Rewrite everything from the start of the listing below down to the line containing "point(677, 323)", switching "blue headscarf" to "green headscarf" and leaving all else unchanged.

* [Collected data]:
---+---

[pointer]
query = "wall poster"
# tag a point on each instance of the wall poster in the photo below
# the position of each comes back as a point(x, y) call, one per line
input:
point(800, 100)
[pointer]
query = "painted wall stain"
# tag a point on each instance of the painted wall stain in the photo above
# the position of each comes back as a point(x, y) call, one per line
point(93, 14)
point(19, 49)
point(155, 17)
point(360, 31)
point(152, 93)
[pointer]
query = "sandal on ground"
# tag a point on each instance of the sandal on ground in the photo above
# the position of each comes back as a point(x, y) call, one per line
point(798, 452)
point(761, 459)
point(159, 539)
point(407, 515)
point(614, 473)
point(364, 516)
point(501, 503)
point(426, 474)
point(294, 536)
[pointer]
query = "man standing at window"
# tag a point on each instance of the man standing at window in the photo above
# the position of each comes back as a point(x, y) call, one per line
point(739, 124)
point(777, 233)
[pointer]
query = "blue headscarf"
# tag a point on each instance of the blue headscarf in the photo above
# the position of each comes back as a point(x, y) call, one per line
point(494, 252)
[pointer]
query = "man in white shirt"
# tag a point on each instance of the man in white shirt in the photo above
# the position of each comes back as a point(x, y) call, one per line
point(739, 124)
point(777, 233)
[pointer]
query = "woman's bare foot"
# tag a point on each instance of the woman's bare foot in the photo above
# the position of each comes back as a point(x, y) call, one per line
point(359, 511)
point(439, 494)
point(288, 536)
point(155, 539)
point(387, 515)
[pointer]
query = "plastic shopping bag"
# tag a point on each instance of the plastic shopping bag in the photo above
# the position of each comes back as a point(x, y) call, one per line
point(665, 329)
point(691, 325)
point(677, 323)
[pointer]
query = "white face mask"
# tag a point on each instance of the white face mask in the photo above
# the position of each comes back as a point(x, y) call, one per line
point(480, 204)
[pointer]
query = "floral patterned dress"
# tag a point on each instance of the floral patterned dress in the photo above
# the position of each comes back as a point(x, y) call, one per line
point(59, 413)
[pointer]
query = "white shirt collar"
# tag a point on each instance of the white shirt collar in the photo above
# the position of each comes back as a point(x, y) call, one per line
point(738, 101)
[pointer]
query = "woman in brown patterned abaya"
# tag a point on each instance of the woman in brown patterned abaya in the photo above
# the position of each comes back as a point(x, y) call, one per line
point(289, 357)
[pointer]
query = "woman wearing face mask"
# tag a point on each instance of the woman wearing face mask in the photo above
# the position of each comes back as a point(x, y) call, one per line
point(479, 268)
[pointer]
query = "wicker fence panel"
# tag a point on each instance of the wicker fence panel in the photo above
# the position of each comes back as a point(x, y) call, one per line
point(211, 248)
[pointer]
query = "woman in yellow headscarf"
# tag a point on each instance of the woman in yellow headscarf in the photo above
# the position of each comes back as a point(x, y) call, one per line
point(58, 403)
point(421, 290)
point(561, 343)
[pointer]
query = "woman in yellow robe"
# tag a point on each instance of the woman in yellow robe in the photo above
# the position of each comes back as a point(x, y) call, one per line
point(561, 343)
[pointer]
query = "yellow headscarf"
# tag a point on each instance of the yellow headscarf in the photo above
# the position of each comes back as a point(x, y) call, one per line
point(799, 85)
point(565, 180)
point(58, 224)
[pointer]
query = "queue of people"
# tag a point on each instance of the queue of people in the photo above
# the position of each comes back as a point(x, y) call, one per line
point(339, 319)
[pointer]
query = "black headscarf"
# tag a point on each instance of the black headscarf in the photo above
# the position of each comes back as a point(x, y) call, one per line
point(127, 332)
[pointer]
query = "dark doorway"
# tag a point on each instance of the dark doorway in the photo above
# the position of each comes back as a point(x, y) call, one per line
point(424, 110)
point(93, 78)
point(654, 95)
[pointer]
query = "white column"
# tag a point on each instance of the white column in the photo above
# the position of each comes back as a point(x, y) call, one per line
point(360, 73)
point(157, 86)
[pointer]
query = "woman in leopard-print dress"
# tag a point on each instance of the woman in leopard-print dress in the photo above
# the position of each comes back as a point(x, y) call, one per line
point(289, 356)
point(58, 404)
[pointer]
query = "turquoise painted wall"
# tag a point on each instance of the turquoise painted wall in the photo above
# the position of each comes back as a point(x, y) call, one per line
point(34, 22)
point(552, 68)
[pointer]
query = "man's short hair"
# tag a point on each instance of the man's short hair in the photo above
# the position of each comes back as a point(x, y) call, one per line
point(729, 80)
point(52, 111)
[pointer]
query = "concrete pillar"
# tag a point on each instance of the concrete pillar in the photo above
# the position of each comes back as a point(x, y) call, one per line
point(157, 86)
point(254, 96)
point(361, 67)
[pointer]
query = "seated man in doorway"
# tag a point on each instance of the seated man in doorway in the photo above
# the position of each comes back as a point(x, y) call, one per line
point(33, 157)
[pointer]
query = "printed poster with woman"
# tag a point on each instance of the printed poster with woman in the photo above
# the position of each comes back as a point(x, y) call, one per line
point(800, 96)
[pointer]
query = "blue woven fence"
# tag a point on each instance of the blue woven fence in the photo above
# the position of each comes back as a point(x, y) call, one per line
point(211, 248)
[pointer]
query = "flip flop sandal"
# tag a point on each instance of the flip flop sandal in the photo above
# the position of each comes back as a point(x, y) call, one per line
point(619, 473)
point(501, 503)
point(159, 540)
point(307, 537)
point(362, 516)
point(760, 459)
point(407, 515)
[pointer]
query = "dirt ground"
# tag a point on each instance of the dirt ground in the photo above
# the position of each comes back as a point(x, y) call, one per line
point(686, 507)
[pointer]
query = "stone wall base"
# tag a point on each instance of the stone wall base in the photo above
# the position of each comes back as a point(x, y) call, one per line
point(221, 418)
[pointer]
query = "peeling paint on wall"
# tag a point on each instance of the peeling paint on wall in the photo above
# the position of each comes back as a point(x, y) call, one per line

---+---

* [THE REPLY]:
[pointer]
query = "wall poster"
# tag a point on each instance of the wall poster in the photo below
# the position of each comes back as a point(x, y) call, one per line
input:
point(800, 100)
[pointer]
query = "painted wall stain"
# tag a point on each instance of the painted wall stain in the photo above
# the position of each comes back as a point(x, y) call, one per line
point(93, 14)
point(19, 49)
point(155, 17)
point(360, 31)
point(152, 93)
[pointer]
query = "sandal on ground"
# tag a point on each instance of the sandal on ground in the photo above
# the position of each comes back as a point(x, y) call, one per line
point(798, 452)
point(761, 459)
point(159, 539)
point(407, 515)
point(614, 473)
point(364, 516)
point(501, 503)
point(426, 474)
point(294, 536)
[pointer]
query = "man standing at window"
# tag a point on each instance of the man standing at window in the photo above
# the position of each comes back as a point(x, y) call, one per line
point(739, 124)
point(777, 233)
[pointer]
query = "green headscarf"
# tag a point on each instance of the green headscarf in the photo above
# the position of each comes back as a point(x, y) call, one per line
point(494, 252)
[pointer]
query = "man in white shirt"
# tag a point on each instance of the man in white shirt in the photo above
# the position of each comes back as a point(x, y) call, one per line
point(739, 124)
point(777, 233)
[pointer]
query = "woman's bare foot"
# tag a point on each instance of the woman's bare foot in the photo above
# the position of each comes back as a point(x, y) call, one per line
point(359, 511)
point(439, 494)
point(288, 536)
point(155, 539)
point(387, 515)
[pointer]
query = "plastic shopping bag"
# tag a point on each instance of the plastic shopping bag in the photo above
# the position of each comes back as a point(x, y) call, one per line
point(665, 329)
point(691, 325)
point(677, 323)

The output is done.